● TO BE DONE
Which lines in the entries below contain the string "alloy"? Find each one, treating uppercase and lowercase as different, and copy the whole line.

+++ RECORDS SHOWN

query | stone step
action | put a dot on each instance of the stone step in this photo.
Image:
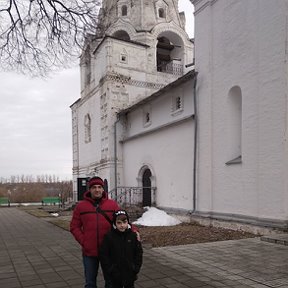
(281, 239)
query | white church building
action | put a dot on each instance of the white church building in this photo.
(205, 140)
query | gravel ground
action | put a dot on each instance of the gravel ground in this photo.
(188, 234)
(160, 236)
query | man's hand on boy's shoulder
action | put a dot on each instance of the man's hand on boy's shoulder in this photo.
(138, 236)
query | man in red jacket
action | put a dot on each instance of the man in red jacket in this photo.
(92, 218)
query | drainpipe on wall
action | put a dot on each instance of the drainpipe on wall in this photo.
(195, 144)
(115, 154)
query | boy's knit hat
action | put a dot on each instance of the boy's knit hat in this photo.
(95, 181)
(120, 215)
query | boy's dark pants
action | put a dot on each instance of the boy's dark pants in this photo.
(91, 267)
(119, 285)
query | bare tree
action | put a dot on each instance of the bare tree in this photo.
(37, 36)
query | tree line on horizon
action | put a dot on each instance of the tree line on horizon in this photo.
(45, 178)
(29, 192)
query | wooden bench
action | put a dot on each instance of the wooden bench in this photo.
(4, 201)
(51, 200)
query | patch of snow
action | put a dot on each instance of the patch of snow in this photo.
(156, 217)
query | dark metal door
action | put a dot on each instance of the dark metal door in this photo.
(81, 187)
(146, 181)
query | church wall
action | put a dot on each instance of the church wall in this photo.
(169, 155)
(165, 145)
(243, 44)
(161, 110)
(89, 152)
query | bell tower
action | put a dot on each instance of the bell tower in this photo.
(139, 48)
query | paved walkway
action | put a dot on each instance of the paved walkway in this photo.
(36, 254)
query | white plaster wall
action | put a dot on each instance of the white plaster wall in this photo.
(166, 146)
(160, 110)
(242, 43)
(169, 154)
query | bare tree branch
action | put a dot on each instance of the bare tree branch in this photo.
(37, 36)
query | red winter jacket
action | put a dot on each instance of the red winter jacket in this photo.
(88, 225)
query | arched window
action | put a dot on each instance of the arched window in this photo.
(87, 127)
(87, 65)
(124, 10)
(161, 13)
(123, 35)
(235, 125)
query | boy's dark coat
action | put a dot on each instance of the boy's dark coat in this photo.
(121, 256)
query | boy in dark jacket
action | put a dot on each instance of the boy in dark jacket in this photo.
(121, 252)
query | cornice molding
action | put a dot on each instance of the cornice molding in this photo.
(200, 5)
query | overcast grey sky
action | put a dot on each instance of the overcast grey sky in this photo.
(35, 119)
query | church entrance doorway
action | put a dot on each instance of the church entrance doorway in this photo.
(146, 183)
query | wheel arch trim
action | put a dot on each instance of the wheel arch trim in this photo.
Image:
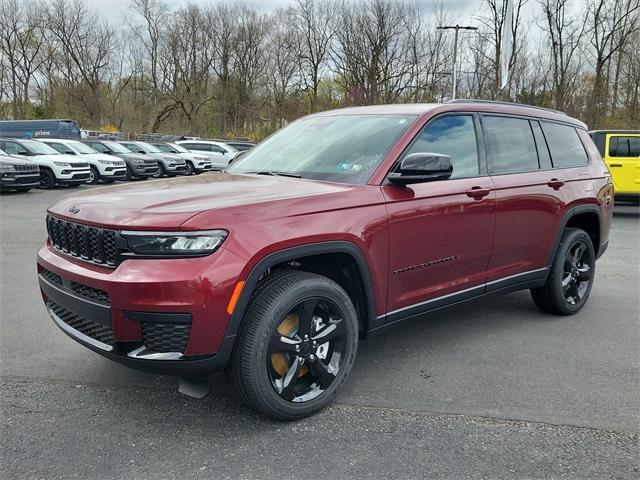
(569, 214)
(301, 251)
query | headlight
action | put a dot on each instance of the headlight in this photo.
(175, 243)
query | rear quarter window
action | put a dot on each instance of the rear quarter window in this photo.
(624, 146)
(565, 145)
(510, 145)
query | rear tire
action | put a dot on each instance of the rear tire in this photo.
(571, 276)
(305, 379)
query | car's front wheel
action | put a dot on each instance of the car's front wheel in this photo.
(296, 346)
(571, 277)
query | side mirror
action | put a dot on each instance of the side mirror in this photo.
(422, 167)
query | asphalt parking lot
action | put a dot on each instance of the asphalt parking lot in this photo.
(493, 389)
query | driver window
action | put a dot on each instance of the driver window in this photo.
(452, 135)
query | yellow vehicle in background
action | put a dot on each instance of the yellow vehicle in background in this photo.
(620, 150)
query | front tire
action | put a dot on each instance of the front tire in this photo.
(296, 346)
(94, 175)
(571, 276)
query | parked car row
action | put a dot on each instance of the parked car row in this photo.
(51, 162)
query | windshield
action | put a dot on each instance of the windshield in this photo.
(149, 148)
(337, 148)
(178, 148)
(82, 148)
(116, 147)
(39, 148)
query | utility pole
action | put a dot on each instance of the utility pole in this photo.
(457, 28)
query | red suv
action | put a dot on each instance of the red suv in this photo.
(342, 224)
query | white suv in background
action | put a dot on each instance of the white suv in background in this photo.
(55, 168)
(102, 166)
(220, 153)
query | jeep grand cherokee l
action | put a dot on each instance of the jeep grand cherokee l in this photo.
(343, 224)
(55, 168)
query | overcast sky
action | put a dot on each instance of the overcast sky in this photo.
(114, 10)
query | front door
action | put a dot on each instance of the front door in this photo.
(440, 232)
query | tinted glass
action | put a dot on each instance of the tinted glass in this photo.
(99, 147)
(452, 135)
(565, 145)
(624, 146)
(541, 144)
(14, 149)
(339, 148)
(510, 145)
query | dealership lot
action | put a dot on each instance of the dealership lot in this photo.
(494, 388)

++++++
+++ RECORDS SHOWN

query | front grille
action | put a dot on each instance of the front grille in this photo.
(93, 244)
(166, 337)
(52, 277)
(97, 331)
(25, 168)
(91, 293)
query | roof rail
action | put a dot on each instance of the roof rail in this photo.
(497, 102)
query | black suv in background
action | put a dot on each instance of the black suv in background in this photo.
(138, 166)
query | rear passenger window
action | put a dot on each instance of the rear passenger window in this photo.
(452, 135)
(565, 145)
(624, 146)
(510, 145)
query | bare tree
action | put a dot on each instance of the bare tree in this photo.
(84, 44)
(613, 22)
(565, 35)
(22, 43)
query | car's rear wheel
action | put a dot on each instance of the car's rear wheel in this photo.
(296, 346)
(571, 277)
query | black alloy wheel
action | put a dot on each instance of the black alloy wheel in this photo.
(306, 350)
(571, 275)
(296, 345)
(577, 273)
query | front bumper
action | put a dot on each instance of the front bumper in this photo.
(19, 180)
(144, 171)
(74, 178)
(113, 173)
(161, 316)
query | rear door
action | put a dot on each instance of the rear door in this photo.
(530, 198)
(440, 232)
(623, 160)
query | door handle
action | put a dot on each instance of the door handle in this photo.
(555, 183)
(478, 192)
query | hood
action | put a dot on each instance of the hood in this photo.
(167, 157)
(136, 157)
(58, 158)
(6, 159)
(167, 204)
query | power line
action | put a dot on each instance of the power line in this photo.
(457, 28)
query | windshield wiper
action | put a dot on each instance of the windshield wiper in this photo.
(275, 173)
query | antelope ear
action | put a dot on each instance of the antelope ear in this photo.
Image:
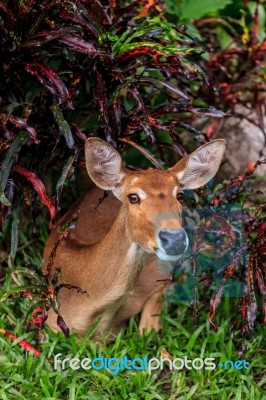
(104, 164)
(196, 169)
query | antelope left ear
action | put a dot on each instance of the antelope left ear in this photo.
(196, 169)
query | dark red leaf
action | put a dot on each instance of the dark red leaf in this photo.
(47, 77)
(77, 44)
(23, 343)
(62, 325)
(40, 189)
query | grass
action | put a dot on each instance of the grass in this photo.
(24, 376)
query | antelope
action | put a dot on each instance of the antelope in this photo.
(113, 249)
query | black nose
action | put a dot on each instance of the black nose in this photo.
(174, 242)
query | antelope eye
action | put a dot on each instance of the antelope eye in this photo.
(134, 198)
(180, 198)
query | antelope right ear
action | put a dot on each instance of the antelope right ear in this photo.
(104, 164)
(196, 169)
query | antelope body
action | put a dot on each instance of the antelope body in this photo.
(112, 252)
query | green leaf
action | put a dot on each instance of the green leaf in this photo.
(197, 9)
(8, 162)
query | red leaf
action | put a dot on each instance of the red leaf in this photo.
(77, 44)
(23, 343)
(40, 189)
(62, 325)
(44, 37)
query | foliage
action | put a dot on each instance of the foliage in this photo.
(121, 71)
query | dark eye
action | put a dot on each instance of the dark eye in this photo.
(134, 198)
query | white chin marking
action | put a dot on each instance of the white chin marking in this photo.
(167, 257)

++++++
+++ RECORDS SHOWN

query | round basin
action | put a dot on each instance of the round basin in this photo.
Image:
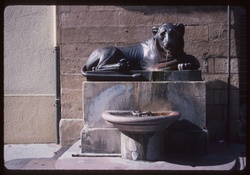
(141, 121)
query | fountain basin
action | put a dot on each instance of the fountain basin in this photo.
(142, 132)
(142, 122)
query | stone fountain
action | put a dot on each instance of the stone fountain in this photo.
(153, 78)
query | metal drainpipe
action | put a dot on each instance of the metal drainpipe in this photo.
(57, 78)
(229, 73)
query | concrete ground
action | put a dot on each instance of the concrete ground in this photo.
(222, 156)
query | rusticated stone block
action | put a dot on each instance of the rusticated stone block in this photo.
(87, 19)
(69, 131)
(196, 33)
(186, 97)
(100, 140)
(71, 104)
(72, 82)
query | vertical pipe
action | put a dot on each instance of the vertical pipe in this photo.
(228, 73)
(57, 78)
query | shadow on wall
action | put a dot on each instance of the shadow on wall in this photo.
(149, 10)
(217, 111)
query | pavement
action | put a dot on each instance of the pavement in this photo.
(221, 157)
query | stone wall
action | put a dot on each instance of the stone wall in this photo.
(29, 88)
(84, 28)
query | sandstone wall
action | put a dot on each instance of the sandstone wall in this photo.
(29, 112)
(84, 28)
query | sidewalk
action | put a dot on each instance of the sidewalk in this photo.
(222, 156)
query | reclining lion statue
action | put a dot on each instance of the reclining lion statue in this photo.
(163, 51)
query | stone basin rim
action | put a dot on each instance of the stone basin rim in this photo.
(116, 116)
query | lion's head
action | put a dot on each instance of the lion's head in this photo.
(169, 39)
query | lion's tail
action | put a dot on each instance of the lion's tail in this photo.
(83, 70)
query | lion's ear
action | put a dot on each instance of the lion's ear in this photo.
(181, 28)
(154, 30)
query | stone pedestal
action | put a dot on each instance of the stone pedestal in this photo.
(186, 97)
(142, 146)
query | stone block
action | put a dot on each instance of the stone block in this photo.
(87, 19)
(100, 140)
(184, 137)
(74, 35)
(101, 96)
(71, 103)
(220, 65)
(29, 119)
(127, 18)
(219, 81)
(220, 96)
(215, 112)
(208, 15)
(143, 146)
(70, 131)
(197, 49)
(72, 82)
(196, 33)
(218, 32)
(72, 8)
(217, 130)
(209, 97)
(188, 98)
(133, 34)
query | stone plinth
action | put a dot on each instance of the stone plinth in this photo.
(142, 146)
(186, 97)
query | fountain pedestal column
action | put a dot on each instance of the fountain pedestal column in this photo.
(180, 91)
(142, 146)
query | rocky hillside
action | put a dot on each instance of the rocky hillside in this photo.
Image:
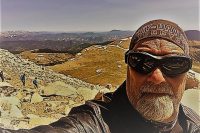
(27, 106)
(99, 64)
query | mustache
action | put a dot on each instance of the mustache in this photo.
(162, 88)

++++++

● RESULT
query | black alloy wheel
action | put a dot on each instance of the black alloy wheel in this photo.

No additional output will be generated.